Task to carry out ▸ Only the lines from the top of the data through the line with "positive clicks: (583, 270)" should be repeated, each exactly as written.

Stored items from a collection ▸
....

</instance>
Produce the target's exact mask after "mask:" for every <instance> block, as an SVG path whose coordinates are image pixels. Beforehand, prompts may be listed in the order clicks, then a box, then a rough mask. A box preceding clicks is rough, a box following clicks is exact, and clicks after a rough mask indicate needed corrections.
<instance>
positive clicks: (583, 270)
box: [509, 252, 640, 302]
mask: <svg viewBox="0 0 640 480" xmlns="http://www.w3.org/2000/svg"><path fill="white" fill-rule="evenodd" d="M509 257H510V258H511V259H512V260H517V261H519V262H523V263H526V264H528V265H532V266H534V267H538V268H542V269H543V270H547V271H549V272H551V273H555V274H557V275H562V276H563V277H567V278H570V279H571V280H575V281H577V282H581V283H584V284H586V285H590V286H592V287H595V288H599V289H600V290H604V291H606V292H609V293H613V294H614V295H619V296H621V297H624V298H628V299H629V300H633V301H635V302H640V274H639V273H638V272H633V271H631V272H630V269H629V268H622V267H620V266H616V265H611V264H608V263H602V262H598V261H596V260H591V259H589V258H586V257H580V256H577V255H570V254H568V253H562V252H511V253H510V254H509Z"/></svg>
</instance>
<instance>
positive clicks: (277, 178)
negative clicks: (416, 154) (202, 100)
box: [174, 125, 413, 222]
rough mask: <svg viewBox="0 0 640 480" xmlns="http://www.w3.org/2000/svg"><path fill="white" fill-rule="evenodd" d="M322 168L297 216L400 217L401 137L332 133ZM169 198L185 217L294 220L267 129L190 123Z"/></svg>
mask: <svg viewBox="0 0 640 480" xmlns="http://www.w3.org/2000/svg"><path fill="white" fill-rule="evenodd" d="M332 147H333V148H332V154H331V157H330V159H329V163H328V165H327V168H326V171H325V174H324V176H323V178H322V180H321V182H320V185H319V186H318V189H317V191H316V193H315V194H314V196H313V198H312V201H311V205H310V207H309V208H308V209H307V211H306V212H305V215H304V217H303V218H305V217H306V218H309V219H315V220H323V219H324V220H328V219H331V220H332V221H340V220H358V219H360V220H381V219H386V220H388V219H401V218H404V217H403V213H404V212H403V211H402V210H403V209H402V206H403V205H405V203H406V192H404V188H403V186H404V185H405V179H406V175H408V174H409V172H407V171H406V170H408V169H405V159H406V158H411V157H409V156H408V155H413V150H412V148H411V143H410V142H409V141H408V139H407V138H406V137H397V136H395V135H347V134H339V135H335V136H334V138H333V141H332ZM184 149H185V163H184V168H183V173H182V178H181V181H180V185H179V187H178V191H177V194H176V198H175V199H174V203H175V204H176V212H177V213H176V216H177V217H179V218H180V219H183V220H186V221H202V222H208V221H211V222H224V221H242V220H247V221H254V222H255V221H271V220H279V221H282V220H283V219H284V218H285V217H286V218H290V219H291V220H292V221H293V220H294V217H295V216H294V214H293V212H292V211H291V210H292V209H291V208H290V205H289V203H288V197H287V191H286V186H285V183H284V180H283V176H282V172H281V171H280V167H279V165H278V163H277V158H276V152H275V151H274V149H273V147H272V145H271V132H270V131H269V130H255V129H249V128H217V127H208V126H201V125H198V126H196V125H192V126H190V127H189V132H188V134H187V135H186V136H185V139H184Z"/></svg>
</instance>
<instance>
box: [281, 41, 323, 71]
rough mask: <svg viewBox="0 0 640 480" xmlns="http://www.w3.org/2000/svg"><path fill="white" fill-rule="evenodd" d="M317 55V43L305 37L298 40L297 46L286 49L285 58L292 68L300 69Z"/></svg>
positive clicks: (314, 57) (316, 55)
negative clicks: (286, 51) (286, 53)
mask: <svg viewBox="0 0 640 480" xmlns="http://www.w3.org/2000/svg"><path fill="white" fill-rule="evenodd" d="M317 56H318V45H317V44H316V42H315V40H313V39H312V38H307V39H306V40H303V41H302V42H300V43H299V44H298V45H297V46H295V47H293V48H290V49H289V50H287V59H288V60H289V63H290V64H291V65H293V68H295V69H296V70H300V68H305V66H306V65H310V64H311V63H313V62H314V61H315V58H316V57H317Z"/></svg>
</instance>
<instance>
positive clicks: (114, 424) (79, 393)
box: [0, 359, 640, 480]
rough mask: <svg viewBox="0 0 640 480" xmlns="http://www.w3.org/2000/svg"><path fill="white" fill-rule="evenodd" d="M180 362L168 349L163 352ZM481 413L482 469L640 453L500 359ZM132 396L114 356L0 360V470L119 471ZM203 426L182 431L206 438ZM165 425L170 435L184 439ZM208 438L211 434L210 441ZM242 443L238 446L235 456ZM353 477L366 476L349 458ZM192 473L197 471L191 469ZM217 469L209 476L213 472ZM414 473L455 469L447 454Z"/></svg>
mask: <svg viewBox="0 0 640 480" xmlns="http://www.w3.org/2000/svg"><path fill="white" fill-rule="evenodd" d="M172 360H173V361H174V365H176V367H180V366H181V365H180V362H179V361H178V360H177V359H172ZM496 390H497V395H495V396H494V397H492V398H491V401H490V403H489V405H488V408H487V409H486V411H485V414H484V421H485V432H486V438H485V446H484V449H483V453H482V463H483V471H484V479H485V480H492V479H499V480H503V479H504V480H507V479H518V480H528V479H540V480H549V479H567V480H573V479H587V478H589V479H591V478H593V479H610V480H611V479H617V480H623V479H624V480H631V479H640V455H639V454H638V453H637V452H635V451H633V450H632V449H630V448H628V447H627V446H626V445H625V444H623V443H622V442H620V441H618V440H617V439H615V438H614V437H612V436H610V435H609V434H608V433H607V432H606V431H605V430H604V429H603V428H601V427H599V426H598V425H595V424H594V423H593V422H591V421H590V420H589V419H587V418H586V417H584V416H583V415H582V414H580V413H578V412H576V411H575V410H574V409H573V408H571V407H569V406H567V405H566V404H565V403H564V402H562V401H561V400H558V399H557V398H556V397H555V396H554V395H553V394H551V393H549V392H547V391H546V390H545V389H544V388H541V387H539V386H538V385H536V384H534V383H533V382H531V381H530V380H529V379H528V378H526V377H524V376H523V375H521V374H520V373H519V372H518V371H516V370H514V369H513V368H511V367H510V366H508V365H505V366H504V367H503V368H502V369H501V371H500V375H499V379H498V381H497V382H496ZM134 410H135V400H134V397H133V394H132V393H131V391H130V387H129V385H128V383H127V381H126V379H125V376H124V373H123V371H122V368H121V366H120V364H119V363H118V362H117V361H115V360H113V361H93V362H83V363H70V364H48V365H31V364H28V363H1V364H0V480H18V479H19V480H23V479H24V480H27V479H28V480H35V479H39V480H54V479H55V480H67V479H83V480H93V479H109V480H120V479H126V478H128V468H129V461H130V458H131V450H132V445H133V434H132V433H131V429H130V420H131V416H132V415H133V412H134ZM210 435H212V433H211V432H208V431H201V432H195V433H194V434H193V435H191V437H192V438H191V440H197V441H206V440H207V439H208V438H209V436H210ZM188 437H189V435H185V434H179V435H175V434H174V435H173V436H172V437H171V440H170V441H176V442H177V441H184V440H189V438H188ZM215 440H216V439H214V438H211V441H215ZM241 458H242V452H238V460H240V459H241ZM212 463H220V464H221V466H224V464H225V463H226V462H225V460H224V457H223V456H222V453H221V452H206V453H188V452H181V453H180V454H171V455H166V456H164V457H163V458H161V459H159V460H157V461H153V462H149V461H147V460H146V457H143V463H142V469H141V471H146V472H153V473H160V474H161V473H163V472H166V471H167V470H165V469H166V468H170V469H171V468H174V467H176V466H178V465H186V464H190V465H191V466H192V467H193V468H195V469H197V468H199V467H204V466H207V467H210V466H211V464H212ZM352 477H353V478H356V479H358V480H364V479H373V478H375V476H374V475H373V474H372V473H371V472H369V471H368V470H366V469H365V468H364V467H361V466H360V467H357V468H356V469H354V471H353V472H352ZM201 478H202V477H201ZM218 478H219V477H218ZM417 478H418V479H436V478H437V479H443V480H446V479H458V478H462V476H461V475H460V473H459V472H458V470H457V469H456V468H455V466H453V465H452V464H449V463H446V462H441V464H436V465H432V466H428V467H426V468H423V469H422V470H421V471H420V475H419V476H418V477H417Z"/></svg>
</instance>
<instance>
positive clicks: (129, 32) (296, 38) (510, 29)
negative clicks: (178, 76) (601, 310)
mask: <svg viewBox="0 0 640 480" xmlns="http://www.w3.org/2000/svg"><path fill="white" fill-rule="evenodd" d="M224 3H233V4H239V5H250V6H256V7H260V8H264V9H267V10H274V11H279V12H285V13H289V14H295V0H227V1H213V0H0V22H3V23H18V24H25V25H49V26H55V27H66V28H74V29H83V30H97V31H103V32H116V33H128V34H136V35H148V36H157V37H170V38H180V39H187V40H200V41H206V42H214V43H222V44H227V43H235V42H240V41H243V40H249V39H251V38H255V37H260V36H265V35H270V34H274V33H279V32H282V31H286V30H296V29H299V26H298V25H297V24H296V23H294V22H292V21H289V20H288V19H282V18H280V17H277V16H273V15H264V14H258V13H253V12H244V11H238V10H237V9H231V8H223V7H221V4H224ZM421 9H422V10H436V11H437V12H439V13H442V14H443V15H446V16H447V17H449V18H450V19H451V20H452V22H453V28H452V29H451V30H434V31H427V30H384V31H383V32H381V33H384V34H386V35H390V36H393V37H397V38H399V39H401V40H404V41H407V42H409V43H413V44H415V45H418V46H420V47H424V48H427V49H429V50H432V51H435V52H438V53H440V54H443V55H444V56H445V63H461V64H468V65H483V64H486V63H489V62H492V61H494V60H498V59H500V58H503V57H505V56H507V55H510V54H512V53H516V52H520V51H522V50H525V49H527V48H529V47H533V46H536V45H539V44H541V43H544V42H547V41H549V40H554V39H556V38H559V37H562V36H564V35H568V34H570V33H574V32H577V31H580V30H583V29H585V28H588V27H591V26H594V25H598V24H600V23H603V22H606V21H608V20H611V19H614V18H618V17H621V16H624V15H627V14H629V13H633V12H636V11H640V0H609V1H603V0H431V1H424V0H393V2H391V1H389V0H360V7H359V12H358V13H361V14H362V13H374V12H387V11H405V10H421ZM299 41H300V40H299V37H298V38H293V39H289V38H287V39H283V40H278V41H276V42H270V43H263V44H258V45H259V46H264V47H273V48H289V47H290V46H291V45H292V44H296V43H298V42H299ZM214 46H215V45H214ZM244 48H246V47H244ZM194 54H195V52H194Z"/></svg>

....

Task answer ▸
</instance>
Produce the target's exact mask after "mask:" for every <instance> block, as an SVG path whose coordinates are image pixels. Beforehand, prompts may be listed in the order clicks, then a box, then a rough mask. A box preceding clicks is rough, a box following clicks is exact, and clicks after a rough mask indicate needed corrections.
<instance>
positive clicks: (583, 270)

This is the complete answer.